▶ [TEXT EXCERPT]:
0615henry1udFlowery Branch's Patrick Henry talks about his team's early success and his coaches' impact on his career.
When the game or season is on the line, great athletes rise to the occasion.
Regardless of the pressure or what might happen if they fail, great players know when and how to turn it on and propel their teams to victory.
That’s what it means to be clutch. Clutch athletes want the outcome of the game, or in some cases, the season, in their hands.
In the world of prep baseball in 2008, no athlete was more clutch than Flowery Branch’s Patrick Henry, The Times 2008 Baseball Player of the Year.
Whether it was taking the mound for a critical region game or his two-run home run in the seventh inning that advanced the Falcons to the second round of the state playoffs, Henry was clutch.
“It got to the point late in the year when we just shook our heads,” Flowery Branch coach Jimmy Lawler said of the senior’s late-game heroics. “When it was crunch time with people on base, he would come through.”
While not knowing a specific number, Lawler estimated that Henry “hit close to .700” this season with runners in scoring position.
“He just had a tremendous baseball season,” said Lawler, who has coached Henry since he was an eighth-grader playing on the high school’s junior varsity team.
Henry’s tremendous senior season was a result of his determination to overcome a junior year in which he hit .371, an average he considered to be rock bottom.
“Last year I underachieved at my personal goals in hitting,” Henry said. “My main goals this offseason was becoming more of a select hitter. I think I got myself out a lot last year swinging at pitches I probably shouldn’t have.”
With a more selective approach at the plate, the 6-foot, 200-pound Valdosta State signee hit .554 his senior year, with 10 home runs, 52 RBIs and 40 runs scored.

▶ [GIVEN DATA]:
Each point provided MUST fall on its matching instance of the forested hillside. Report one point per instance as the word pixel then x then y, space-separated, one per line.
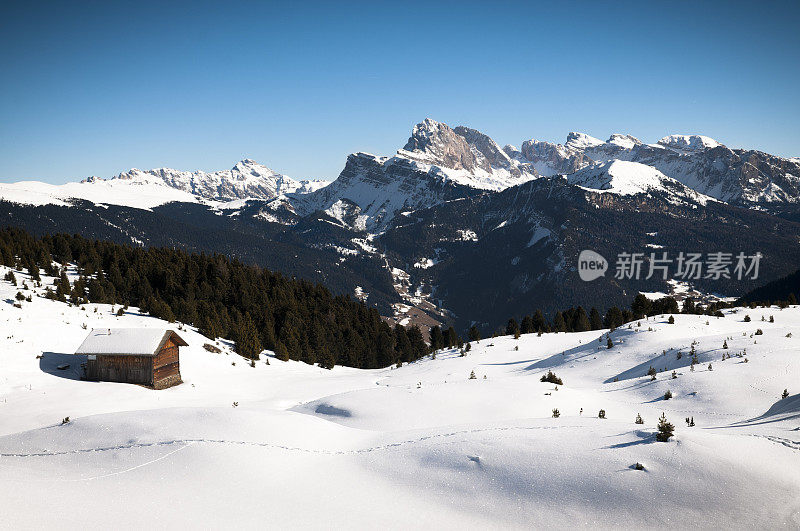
pixel 223 297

▶ [EXERCISE SET]:
1. In the article about Patrick Henry, what does it give as the reason for his improved hitting in his senior year? Answer in one to three sentences.
2. Resume the article about Patrick Henry's baseball season after its last sentence.

▶ [PER-TASK ANSWERS]:
1. Henry was determined to overcome a junior year in which he hit .371, an average he considered rock bottom. He believed he had gotten himself out by swinging at pitches he shouldn't have, so he made becoming a more selective hitter his main offseason goal. With that more selective approach, he hit .554 as a senior.

2.
A true team leader according to his coach, Henry attributes those offensive numbers to a talented Falcons lineup that averaged eight runs per game.
“Having guys one through nine that were able to mash the ball all over the park was a big thing,” Henry said. “That definitely took the pressure off me.”
Not only was the pressure to perform on a game-to-game basis gone, but since he signed with Valdosta State prior to his senior season, there was no added pressure of trying to land a college scholarship.
“I knew where I was going preseason, which helped me relax,” said Henry, who along with spending countless hours in the batting cages and weight room at Flowery Branch, spent the offseason training with Atlanta Braves minor leaguer Jon Mark Owings and Arizona Diamondbacks pitcher Micah Owings.
“Just from them being at that level, I have someone to look up to,” Henry said of the training’s impact. “I’ve always kind of looked up to Jon Mark and after what he did in high school, I listened to everything he said.
“I’ve never been one to not listen to a piece of advice that someone gives me.”
One word of advice that he especially took heed to was the use of weight training.
“Patrick is by far one of the hardest working baseball players I’ve ever worked,” Flowery Branch strength and conditioning coach C.J. Stockel said. “He’s a great example of what the weight room can transpire to on the baseball field.”
According to Stockel, who has been teaching weight training for 20 years, Henry can back squat more than 400 pounds and clean 275 pounds, which helps him at the plate.
“He works his tail off in the weight room,” Lawler said. “His work ethic in the weight room let him become the player he was this year.”
Not only at the plate, but on the mound as well.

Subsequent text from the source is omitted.